Input records

======

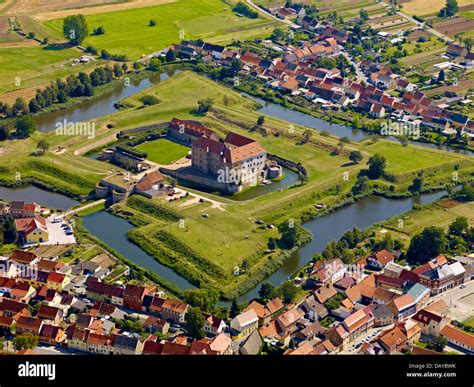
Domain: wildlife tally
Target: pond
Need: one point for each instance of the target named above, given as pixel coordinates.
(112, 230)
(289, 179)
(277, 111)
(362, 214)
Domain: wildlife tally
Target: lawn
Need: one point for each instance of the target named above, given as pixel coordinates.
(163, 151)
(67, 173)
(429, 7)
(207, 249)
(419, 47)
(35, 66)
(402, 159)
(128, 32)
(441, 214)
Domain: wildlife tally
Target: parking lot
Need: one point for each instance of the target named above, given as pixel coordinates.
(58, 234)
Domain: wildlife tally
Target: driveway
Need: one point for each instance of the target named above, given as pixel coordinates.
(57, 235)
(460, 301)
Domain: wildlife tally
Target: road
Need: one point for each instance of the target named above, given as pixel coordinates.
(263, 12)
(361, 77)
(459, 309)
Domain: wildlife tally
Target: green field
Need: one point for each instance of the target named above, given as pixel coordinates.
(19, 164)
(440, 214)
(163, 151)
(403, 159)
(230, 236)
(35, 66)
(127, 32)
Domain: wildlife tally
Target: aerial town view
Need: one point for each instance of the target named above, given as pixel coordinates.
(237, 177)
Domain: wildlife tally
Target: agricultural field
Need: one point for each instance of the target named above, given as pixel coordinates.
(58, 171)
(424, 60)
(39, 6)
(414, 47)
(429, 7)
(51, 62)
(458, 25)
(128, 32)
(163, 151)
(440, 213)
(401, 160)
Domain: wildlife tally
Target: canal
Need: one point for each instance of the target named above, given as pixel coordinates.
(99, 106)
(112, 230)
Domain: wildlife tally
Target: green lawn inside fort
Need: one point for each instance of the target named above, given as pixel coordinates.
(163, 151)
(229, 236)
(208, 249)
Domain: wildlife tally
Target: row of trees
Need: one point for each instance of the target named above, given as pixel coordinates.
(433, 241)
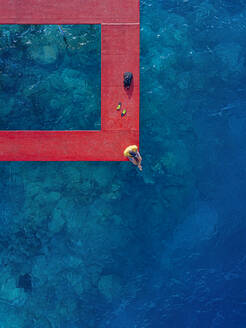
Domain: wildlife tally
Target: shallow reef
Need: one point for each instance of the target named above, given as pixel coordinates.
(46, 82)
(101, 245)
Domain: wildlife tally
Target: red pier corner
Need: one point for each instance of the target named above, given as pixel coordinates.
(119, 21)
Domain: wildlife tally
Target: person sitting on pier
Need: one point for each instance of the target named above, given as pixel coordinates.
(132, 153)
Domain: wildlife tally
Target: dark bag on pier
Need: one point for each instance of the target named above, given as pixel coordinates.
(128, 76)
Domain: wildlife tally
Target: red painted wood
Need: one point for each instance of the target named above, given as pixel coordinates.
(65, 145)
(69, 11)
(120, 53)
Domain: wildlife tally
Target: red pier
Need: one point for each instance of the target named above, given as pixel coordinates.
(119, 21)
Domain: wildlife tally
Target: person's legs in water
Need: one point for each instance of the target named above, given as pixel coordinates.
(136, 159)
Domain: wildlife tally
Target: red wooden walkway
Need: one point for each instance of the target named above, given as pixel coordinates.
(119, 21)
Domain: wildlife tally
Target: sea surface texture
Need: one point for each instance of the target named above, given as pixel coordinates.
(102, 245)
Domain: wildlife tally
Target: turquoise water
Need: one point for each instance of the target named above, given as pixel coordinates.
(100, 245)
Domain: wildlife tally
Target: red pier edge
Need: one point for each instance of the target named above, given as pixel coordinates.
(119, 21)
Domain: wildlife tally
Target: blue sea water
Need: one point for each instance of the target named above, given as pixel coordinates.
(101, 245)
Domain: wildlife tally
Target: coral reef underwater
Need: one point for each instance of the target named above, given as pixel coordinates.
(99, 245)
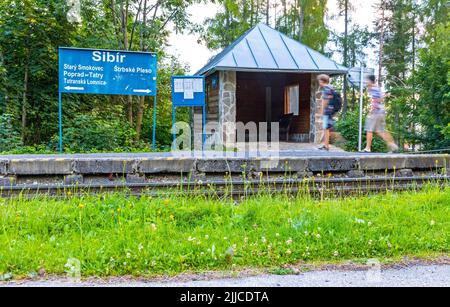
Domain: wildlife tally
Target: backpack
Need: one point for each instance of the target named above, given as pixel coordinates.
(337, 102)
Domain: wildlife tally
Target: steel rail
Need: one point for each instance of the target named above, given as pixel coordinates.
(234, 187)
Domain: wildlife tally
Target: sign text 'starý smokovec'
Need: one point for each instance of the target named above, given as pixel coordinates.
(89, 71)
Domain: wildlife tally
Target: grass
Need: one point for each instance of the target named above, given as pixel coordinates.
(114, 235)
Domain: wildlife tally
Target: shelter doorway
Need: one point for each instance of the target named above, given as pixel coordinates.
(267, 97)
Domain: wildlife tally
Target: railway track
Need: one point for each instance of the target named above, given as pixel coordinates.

======

Your instructions
From the data above, extract every line that contains the word "person" and copy each one in full.

Answer to the exercise
Target: person sitting on pier
Target: person's legs in water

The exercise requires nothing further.